A la SIGMA, à l’ex-usine Maréchal, futur Veninov, à la Société des Electrodes, à la SOMUA, oui, il fallait oser s’opposer à la mise en place du STO, aux ordres de réquisition, quand le préfet de région, n’attendait qu’une chose : réprimer le mouvement syndical, le mouvement social. L’ancien maire destitué, Ennemond Roman, sera interné à la prison Saint-Paul, Louis Dupic, futur maire, transféré dans un camp du Sud algérien. Georges Roudil, secrétaire de la section communiste, sera livré aux allemands, et déporté au camp de Buchenwald, Charles Jeannin, connaîtra l’enfer de Dachau.

Les frères Amadéo, les frères Lanfranchi, Francis Paches, et tous les autres, anonymes, jeunes ou adultes, ont défendu Vénissieux, la liberté et la République. Cette liberté, ils l’ont défendue au-delà de leur proche environnement, dans des territoires, des reliefs, des paysages où l’histoire qui s’écrit et les réseaux de la résistance les ont emmenés. En témoigne cette plaque du mur des fusillés à Saint-Nazaire en royans où figure le nom d’un frère Amadéo, Louis, mort à dans les contreforts du Vercors.
• • • • • • •
**Consignes de travail:**
1/ Restituez sans modification le passage du texte sur la Résistance à Vénissieux compris entre « A la SIGMA, à » et « l’enfer de Dachau. », ces deux bornes incluses.
2/ Prolongez le texte sur la Résistance à Vénissieux en reprenant juste après sa dernière phrase.
La liste provient d'une source différente de celle du texte sur la Résistance à Vénissieux.

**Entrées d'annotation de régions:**
• • • • • • •
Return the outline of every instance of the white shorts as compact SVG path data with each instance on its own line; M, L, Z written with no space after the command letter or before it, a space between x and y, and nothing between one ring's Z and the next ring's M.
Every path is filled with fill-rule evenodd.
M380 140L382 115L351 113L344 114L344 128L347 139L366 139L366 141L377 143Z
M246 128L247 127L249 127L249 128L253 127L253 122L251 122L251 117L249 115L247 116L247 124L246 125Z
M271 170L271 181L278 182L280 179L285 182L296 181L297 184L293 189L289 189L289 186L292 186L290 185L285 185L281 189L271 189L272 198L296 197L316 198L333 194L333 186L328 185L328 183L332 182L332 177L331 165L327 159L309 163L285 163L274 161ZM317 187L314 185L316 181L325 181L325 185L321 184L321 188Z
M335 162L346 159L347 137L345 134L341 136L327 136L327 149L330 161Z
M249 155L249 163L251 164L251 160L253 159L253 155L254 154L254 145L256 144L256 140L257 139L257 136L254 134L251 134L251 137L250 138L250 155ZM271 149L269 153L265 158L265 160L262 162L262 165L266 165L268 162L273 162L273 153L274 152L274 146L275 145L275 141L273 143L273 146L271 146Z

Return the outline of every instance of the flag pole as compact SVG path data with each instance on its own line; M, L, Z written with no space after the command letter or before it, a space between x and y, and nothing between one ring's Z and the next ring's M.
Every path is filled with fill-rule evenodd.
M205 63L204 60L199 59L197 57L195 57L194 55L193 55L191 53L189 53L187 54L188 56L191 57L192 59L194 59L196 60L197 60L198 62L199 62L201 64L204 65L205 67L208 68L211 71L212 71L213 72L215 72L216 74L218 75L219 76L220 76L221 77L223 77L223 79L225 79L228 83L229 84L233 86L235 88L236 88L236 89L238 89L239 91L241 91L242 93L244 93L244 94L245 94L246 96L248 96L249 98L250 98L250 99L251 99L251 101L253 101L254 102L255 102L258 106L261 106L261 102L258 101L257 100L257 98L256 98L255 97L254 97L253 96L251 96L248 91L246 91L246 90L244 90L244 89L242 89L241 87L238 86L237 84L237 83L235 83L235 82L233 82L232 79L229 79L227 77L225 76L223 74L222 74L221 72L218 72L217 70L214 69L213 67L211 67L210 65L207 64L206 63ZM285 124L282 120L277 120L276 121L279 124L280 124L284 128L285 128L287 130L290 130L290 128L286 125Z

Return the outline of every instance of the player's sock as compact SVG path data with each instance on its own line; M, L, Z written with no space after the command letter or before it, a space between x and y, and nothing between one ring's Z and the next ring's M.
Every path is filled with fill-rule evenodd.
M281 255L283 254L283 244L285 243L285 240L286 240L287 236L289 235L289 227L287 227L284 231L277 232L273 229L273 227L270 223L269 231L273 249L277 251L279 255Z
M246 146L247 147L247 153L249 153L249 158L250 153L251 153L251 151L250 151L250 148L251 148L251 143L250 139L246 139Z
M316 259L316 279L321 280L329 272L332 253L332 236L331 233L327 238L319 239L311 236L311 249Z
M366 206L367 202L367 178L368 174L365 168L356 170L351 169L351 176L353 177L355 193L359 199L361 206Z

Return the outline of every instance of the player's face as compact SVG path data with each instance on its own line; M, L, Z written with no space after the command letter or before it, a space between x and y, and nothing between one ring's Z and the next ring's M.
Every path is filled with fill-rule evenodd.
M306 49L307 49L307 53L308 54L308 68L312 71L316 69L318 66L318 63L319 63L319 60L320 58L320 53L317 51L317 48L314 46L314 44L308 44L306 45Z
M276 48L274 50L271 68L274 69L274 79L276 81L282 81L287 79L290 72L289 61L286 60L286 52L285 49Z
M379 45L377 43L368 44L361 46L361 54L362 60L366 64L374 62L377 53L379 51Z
• • • • • • •
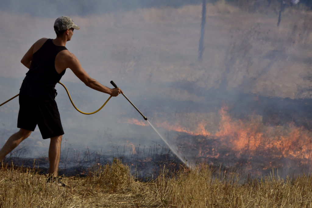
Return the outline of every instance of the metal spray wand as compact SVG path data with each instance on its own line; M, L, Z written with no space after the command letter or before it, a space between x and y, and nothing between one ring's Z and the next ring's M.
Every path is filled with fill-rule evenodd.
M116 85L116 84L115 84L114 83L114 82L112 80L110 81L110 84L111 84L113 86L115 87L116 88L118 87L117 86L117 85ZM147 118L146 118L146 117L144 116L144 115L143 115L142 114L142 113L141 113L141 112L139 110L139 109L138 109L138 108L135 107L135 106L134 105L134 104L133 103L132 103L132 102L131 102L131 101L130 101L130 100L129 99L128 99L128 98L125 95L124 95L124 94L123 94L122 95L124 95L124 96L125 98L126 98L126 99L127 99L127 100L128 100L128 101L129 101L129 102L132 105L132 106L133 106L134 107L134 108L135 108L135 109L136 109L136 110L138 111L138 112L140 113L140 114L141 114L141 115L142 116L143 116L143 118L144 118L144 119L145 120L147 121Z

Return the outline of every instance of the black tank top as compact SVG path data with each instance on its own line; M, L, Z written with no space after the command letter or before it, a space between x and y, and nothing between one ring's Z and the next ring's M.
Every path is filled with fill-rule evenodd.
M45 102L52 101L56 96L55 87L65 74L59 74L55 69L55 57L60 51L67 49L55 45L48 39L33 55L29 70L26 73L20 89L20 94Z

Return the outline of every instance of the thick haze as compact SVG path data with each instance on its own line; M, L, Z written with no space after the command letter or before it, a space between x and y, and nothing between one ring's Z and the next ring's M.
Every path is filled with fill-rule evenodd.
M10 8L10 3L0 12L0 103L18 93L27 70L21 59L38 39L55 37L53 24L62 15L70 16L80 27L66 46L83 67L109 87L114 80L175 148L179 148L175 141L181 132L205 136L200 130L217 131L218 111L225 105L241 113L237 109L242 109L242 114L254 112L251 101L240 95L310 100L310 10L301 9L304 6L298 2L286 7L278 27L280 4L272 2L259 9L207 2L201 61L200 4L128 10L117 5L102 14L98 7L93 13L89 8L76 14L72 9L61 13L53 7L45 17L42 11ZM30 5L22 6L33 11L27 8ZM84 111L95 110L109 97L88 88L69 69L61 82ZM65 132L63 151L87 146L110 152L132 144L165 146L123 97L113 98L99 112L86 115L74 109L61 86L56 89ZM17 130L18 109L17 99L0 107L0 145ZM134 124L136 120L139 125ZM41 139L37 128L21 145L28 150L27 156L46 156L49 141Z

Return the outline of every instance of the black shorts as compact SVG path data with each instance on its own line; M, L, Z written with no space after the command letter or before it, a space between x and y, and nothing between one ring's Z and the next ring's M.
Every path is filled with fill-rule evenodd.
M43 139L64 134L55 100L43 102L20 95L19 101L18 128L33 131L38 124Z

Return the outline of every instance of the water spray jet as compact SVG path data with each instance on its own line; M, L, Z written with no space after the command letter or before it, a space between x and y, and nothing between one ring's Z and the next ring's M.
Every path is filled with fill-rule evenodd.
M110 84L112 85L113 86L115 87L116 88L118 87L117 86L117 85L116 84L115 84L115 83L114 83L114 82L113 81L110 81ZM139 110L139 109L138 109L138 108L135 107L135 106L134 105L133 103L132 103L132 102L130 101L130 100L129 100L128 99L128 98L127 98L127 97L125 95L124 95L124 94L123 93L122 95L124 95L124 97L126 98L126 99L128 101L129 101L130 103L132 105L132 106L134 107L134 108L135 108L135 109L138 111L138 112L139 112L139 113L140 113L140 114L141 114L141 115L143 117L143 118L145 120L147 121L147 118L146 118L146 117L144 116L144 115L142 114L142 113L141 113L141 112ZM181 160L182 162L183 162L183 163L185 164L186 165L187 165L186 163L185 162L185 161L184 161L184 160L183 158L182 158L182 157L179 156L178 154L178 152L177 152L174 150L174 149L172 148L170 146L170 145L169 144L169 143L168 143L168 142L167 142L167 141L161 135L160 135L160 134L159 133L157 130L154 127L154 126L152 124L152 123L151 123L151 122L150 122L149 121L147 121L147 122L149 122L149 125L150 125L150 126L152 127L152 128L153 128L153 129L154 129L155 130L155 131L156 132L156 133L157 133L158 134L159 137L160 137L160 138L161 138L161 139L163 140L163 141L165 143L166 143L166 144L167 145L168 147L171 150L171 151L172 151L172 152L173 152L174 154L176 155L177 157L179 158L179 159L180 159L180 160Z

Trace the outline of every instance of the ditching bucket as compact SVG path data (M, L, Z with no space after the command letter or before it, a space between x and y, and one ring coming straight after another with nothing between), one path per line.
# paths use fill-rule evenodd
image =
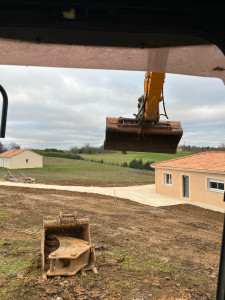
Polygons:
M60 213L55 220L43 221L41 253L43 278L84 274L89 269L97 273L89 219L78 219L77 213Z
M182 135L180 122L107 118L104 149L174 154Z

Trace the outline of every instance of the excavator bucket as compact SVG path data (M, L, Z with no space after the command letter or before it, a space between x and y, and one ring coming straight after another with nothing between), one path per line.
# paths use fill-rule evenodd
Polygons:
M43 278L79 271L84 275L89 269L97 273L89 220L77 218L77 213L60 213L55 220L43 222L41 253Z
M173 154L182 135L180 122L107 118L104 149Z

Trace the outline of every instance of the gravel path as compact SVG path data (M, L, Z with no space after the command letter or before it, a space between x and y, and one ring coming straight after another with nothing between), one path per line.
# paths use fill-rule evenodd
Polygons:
• • • • • • •
**Réponses à l'exercice:**
1/
A la SIGMA, à l’ex-usine Maréchal, futur Veninov, à la Société des Electrodes, à la SOMUA, oui, il fallait oser s’opposer à la mise en place du STO, aux ordres de réquisition, quand le préfet de région, n’attendait qu’une chose : réprimer le mouvement syndical, le mouvement social. L’ancien maire destitué, Ennemond Roman, sera interné à la prison Saint-Paul, Louis Dupic, futur maire, transféré dans un camp du Sud algérien. Georges Roudil, secrétaire de la section communiste, sera livré aux allemands, et déporté au camp de Buchenwald, Charles Jeannin, connaîtra l’enfer de Dachau.

2/
Qu’ont-ils fait revivre, si ce n’est le modèle social français, dont toutes les générations vénissianes d’après-guerre ont profité.

Au-delà des douleurs, et des drames, c’est aussi à Vénissieux qu’une lueur, et une page d’espoir allaient voir le jour. Une page improbable, une page en forme de symbole de ce que les hommes soudés, par l’esprit de résistance peuvent accomplir.

Alors que Vichy allait commettre l’irréparable, en procédant à la déportation des juifs de France, vers les camps de la mort, des hommes et des femmes, qu’on peut appeler des Justes, des personnalités religieuses, des militants politiques et progressistes, comme le futur sénateur communiste Charles Lederman, des membres d’organisations comme l’Amitié Chrétienne, la Cimade, l’œuvre au secours des enfants, et l’oeuvre du service social des étrangers ont réussi à exfiltrer, 108 enfants juifs du camp de Bac Ky. Ces enfants étaient promis à la mort, à Auschwitz ou ailleurs, ils seront des miraculés.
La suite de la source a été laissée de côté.